== THE PROBLEM ==
Write out the lines of the records from the one containing "Target: pale blue sky" to the very last, keeping each exactly as it is.

Referring expression data
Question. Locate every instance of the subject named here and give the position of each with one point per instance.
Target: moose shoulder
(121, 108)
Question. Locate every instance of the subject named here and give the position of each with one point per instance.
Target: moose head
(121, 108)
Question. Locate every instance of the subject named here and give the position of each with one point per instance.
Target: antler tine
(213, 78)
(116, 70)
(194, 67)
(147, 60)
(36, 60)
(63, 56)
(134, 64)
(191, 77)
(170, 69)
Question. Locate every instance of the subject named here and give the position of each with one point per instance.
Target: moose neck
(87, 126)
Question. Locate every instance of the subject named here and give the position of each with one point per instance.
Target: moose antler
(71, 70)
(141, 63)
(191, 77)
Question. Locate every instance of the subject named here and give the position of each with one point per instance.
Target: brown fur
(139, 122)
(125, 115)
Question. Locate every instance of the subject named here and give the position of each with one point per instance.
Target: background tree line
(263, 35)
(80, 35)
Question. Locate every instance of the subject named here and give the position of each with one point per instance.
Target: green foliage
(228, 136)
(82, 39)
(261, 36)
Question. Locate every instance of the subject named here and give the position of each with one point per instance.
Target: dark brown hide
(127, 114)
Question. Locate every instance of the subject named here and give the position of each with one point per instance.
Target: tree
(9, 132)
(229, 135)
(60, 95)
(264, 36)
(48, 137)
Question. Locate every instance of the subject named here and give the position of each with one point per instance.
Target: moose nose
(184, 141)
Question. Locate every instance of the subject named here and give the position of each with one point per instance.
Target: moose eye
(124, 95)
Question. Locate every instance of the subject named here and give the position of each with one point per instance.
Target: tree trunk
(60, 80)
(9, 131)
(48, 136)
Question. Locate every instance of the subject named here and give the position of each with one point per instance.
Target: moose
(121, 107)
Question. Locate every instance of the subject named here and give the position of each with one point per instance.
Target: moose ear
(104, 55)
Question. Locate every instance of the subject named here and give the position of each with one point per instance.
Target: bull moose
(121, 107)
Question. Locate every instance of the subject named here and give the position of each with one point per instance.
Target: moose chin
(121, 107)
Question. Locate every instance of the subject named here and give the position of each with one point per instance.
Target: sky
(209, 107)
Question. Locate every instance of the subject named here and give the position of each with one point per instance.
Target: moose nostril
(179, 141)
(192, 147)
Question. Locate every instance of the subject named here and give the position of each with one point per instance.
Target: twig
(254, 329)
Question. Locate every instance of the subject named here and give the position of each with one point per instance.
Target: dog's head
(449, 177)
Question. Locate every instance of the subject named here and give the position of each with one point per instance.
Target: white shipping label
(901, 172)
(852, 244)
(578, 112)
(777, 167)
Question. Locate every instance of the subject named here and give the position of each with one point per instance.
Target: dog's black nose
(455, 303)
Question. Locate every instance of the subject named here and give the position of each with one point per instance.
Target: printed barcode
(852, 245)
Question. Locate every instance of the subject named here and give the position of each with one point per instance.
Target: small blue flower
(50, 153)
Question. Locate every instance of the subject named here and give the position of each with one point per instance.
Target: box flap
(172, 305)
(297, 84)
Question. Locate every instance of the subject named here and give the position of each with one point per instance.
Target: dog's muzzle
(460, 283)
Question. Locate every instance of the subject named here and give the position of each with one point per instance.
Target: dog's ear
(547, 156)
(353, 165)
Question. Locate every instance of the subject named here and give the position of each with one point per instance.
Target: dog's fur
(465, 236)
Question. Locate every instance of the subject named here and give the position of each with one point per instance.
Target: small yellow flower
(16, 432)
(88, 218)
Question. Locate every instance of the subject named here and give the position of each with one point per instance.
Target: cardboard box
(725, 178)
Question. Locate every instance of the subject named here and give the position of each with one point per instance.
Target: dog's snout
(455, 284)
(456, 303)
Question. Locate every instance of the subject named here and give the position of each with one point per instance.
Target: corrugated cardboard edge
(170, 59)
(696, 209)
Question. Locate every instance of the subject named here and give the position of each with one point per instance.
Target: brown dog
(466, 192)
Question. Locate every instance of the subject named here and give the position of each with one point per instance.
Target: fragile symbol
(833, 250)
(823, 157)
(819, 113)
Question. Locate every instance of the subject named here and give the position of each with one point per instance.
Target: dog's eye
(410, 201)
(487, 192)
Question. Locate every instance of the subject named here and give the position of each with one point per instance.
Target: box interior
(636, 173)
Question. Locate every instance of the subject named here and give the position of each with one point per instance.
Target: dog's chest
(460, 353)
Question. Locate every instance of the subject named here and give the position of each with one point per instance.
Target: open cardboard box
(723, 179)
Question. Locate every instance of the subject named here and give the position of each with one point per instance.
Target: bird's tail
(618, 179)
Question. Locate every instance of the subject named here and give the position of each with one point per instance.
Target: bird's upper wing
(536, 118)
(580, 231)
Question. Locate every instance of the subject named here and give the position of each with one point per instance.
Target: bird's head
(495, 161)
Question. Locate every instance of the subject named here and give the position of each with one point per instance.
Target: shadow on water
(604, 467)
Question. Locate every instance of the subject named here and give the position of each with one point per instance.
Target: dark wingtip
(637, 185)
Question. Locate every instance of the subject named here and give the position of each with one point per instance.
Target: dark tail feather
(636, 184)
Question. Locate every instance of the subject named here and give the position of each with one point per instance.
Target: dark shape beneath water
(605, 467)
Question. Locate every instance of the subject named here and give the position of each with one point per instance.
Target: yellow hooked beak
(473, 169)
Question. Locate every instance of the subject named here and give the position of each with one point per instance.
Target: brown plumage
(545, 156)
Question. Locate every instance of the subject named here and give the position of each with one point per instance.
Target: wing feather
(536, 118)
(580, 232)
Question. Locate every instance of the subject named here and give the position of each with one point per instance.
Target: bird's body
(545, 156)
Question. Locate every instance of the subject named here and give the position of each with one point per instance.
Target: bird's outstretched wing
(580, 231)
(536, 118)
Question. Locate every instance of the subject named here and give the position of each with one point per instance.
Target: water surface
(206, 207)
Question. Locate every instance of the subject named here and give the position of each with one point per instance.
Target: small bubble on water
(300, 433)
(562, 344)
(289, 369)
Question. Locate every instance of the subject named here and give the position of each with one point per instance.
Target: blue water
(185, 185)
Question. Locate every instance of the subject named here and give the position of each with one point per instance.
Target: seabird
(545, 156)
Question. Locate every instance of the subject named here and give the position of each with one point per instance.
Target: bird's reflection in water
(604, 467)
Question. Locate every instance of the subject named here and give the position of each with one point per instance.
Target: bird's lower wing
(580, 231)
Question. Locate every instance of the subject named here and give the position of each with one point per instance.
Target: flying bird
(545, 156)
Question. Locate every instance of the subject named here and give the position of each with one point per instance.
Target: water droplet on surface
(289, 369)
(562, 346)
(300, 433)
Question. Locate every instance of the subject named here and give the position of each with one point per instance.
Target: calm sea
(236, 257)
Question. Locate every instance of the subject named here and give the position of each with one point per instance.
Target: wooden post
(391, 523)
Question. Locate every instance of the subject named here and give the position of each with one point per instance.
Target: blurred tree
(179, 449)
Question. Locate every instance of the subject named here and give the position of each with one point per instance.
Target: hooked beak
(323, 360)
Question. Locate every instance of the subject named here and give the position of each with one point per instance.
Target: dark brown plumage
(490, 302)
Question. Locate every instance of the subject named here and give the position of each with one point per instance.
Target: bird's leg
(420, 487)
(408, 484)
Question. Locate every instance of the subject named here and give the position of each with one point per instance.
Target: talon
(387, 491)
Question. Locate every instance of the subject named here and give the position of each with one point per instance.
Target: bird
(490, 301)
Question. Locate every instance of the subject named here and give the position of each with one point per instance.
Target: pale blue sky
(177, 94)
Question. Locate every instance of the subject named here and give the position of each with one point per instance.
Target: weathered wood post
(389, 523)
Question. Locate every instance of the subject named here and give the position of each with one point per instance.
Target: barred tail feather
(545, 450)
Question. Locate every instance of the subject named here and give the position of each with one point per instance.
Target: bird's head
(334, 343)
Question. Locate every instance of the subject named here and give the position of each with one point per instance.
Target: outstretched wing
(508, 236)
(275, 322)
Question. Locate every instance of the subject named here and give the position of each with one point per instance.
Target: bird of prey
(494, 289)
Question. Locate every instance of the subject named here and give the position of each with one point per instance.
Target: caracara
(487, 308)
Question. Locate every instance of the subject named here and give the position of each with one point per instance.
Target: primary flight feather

== TASK ANSWER ==
Target: pale blue sky
(177, 94)
Question. Locate every instance of the subject named here and give the position of each with one point per instance.
Target: weathered wood post
(389, 523)
Question. Locate every instance of the subject named here and give the position of each with one point per instance.
Target: barred tail feather
(545, 450)
Question. Locate every instance of the subject named here and give the position of each with one point per instance.
Target: bird's head
(334, 343)
Question. Locate every instance of the subject named here and give the position of each with one point per instance.
Target: outstretched wing
(508, 236)
(275, 322)
Question. Locate every instance of the subject named here and give the position of each with one point per instance.
Target: bird of prey
(494, 289)
Question. Locate every instance of the subject named here and give the position of each with one point per instance.
Target: caracara
(487, 308)
Question. Locate every instance of the subject named here and give the position of each with one point per instance.
Target: primary flight feather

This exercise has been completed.